**Direction:** Copy out the lines word for word, starting with the line that contains "Could you point out the green" and going on through the line that contains "<point>223,251</point>", both ends included.

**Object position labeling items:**
-- START --
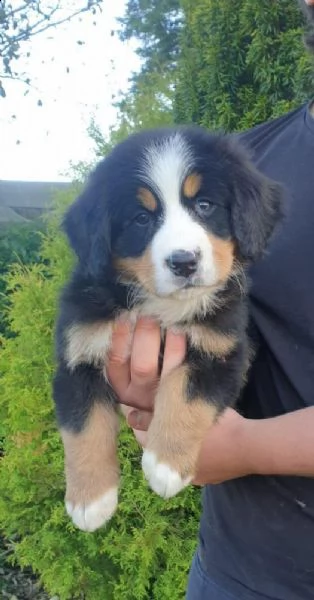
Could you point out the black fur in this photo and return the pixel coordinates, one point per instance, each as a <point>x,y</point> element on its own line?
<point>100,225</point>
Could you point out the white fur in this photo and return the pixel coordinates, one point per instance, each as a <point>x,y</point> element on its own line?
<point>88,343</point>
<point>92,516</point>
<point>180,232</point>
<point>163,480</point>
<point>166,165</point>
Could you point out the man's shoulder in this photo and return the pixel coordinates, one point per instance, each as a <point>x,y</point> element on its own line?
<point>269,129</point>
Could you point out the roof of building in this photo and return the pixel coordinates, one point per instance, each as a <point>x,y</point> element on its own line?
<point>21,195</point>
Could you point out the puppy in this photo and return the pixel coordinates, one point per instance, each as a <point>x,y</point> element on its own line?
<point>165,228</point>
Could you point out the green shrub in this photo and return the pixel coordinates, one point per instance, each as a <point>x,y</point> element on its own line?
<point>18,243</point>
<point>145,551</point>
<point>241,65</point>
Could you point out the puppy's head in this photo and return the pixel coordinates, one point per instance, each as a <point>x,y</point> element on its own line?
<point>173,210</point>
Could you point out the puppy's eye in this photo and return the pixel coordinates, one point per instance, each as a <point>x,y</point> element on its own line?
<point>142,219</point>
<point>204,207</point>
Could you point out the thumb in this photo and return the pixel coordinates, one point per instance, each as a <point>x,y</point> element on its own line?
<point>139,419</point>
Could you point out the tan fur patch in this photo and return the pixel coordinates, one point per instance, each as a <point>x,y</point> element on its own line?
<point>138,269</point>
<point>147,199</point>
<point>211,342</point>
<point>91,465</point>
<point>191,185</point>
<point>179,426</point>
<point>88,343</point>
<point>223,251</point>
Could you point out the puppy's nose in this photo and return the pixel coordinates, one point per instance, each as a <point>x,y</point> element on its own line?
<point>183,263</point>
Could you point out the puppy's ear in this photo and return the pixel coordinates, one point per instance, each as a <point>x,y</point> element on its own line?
-- END --
**Exercise answer:**
Could you point out the green shrub in this photo and return the pixel coordinates, one point per instance, each as a <point>x,y</point> element on its own line?
<point>18,243</point>
<point>145,551</point>
<point>241,65</point>
Could you point out the puppy's head in this photo and return the pixel coordinates, one point per instance, each as a <point>x,y</point> element on its own line?
<point>173,210</point>
Could you point out the puppy's eye in this photo and return the pixel coordinates, one point per instance, each as a <point>x,y</point> element on its own line?
<point>142,219</point>
<point>204,207</point>
Could you point out the thumb in this photo and return the pixel coordinates, one point per instance, each as a <point>x,y</point> element on its own line?
<point>139,419</point>
Could you point out the tan fur patch in this photo and return the pixel coordinates, one point per instance, each as a <point>x,y</point> element on its own line?
<point>138,269</point>
<point>147,199</point>
<point>211,342</point>
<point>91,465</point>
<point>191,185</point>
<point>179,426</point>
<point>88,343</point>
<point>223,251</point>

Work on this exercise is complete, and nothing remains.